START Records shown
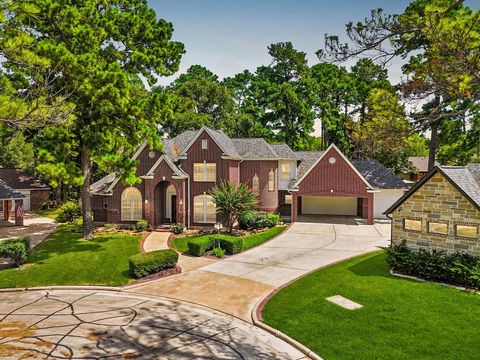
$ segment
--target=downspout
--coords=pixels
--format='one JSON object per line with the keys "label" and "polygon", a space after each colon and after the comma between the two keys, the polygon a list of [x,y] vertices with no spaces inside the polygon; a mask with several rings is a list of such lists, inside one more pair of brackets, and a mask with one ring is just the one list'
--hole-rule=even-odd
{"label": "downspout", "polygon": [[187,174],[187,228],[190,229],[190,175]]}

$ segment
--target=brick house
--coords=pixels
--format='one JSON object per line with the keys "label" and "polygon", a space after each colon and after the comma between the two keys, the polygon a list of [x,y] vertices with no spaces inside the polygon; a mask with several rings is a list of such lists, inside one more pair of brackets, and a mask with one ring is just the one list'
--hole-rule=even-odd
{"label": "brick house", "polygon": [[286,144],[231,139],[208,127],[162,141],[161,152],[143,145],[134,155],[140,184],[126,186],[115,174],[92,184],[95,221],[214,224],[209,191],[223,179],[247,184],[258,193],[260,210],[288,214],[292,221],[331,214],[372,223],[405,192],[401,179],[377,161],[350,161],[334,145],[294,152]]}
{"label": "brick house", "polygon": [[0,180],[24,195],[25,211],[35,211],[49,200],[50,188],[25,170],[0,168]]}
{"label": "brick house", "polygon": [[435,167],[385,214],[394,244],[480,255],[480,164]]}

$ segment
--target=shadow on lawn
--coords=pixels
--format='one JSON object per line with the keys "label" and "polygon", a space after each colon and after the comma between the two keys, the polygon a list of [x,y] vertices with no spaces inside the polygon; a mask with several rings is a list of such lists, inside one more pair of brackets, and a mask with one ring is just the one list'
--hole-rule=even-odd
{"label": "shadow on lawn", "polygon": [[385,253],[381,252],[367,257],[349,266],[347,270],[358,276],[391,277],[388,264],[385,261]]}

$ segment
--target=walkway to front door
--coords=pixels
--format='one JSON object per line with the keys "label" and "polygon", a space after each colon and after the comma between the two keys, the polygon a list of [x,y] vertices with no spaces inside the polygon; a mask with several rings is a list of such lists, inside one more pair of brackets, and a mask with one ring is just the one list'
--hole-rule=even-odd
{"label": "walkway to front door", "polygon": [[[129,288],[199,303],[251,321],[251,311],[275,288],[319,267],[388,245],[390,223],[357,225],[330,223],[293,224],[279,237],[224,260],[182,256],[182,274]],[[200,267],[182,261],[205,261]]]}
END Records shown
START Records shown
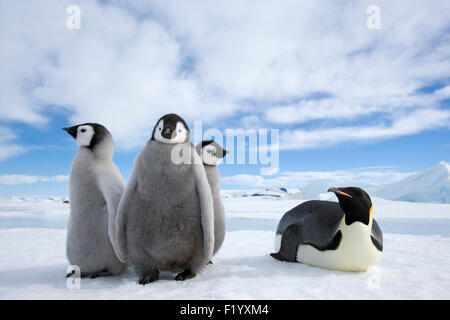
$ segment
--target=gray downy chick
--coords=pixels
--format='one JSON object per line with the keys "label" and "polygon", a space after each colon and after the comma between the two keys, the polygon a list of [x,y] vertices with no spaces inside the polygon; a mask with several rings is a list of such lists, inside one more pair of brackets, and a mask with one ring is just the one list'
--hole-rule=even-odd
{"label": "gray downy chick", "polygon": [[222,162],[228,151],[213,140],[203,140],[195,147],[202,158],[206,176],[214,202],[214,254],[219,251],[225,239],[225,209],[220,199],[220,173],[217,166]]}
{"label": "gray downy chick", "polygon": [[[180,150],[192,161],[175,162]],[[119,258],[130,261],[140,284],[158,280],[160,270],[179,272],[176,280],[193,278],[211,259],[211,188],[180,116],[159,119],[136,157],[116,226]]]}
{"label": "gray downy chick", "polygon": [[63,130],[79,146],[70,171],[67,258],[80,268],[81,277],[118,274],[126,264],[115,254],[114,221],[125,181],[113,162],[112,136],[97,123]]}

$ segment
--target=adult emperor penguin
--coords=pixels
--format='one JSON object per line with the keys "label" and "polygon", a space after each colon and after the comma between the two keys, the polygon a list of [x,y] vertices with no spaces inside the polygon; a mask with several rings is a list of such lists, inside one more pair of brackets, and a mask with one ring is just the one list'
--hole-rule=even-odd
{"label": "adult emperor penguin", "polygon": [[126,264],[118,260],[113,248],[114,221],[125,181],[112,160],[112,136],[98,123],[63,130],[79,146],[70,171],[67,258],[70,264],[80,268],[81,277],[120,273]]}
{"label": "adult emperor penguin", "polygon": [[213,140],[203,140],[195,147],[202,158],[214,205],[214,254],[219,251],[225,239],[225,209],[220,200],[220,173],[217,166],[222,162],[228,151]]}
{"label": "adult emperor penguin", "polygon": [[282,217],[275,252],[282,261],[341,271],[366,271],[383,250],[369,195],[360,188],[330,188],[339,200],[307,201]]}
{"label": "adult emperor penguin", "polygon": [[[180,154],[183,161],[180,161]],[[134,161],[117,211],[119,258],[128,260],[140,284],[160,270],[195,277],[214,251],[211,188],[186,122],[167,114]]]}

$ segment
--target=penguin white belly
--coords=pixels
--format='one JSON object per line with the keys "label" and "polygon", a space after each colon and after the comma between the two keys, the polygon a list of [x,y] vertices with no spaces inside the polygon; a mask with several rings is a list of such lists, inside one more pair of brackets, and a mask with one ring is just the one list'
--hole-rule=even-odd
END Records shown
START Records shown
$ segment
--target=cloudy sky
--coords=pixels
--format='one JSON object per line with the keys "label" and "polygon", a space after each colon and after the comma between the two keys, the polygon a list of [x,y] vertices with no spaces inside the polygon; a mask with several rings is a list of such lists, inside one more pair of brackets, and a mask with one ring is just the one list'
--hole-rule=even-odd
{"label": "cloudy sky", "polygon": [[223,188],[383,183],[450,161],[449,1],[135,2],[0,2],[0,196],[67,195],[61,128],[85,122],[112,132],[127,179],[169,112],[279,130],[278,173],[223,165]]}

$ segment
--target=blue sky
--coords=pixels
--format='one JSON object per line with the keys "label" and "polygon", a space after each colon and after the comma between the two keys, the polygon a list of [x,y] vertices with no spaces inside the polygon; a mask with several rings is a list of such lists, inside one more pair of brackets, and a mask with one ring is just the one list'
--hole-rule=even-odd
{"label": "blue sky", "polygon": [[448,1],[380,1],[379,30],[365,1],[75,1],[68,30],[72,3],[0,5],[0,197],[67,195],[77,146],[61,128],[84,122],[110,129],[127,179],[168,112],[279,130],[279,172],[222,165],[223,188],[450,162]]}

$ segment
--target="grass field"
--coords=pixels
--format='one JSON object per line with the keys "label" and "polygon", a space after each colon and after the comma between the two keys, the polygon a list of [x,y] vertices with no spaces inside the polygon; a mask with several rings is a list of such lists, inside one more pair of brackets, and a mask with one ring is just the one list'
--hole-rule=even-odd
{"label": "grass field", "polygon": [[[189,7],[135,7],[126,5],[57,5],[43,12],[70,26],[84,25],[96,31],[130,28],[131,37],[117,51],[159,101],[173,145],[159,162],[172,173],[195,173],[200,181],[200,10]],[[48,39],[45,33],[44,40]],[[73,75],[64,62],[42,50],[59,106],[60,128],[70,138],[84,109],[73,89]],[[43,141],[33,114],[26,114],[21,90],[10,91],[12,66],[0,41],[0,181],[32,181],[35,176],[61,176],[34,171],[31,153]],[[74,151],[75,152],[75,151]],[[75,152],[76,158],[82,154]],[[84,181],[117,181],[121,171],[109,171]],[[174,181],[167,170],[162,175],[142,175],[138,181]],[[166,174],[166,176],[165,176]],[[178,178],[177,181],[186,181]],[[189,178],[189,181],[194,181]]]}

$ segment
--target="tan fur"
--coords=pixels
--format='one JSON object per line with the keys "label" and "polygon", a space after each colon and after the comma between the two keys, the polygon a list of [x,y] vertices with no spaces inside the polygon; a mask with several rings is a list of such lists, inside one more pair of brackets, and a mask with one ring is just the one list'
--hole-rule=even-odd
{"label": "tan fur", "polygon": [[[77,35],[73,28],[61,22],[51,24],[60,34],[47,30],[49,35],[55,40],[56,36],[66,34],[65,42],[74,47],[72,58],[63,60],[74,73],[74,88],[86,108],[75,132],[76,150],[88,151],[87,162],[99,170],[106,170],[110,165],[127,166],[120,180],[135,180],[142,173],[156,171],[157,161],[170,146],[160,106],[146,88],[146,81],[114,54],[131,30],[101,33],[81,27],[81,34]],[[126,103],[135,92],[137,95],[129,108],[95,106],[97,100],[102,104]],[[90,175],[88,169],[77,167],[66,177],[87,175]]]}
END Records shown
Show each line of the records above that contains the word "target".

■ Full answer
--target=downspout
--target=brick house
--target=shadow on lawn
--target=walkway to front door
--target=gray downy chick
--target=adult emperor penguin
--target=penguin white belly
--target=cloudy sky
--target=blue sky
--target="grass field"
--target="tan fur"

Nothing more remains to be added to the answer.